### PROBLEM SET
A – In the Hai Tac travel text, at what times does the island's power shut off and come back on?
B – Rewrite the Hai Tac travel text from "Hai Tac has" to "and picnic snacks.", swapping "day-trippers" for "visitors".

### PROVIDED TEXT
* START *

Important: As of late 2016 we’ve been advised by a traveller that ferry operators in Ha Tien are not currently allowing foreigners to get on a boat to Hai Tac. Please check the situation on the ground before planning to head to the island.

Officially named Tien Hai Commune, Hai Tac’s name, which means “pirate”, originates from a colourful history. Centuries ago the archipelago was a pirate hideaway, a notoriously dangerous area for commercial boats as gangs plundered this trade route between Asia and Europe (it was marked “Ile de Pirates” on French colonial maps). Legends about buried treasure and secret maps still abound. Today you won’t find ruthless pirates and chests of gold, only fishermen and simple villages. Their treasure is the daily haul of fish and the island’s natural riches.

Crowded Bai Bac beach. Photo taken in or around Hai Tac, Vietnam by Cindy Fan.

Crowded Bai Bac beach. Photo: Cindy Fan

The largest island Hon Dac (Dac Island), which is confusingly also referred to as Tien Hai, Hon Tre, Hon Tre Lon or Hai Tac, is where most of the small population lives. The v-shaped island can be visited as a great daytrip from Ha Tien (a ferry arrives in the morning, returns back in the late afternoon), or the more adventurous can stay overnight. Tourist infrastructure here is very rudimentary so there are no guesthouses, just super basic rooms for let in people’s homes. Power shuts off at 23:00 and returns at 06:00, though a lucky few can afford generators (tip: bring a torch). There’s also not a stitch of English spoken.

Hai Tac has received some attention in Vietnamese media so it draws a small number of domestic day-trippers and weekenders. We were the only foreigners on board, while there were about six or seven small groups and families armed with coolers of beer and picnic snacks.

The island is tiny and very easy to explore. A single seven kilometre road leads all around the edge of the coast — it’s impossible to get lost. Once you arrive to the port/main village on the south side, you can rent a motorbike from a local or get someone to drive you around, a good way to inject some money into the community. We rented one for 120,000 dong. Alternatively, you can try renting a motorbike or bicycle in Ha Tien and bring it on the ferry for 30,000 dong. Another option to get around is the minivan marked Dung Kieu (T: 01668 766 744) which we saw waiting at the pier. For 20,000 dong, the shared shuttle takes you to the stone marker that marks the border between Cambodia and Vietnam, then the beach at Thuan Phat before finally returning you to the pier in time for the afternoon ferry back. Add 10,000 dong if you want to add the journey up to the radar station/military post for the view.

* END *

### DATA SHOWN
* START *

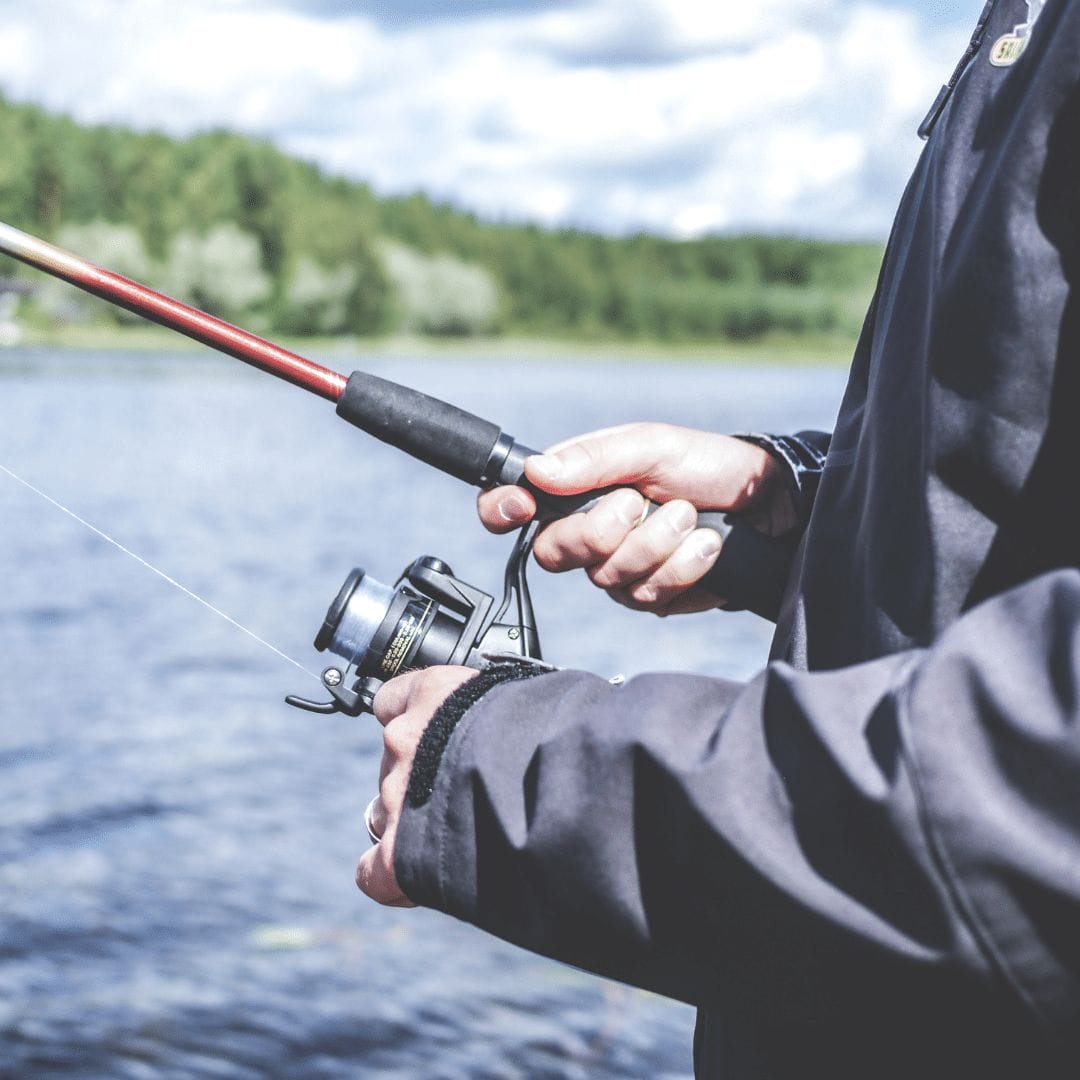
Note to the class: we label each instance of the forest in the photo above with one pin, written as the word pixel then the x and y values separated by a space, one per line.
pixel 237 227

* END *

### RESULTS OF THE EXERCISE
A – Power shuts off at 23:00 and returns at 06:00.

B –
Hai Tac has received some attention in Vietnamese media so it draws a small number of domestic visitors and weekenders. We were the only foreigners on board, while there were about six or seven small groups and families armed with coolers of beer and picnic snacks.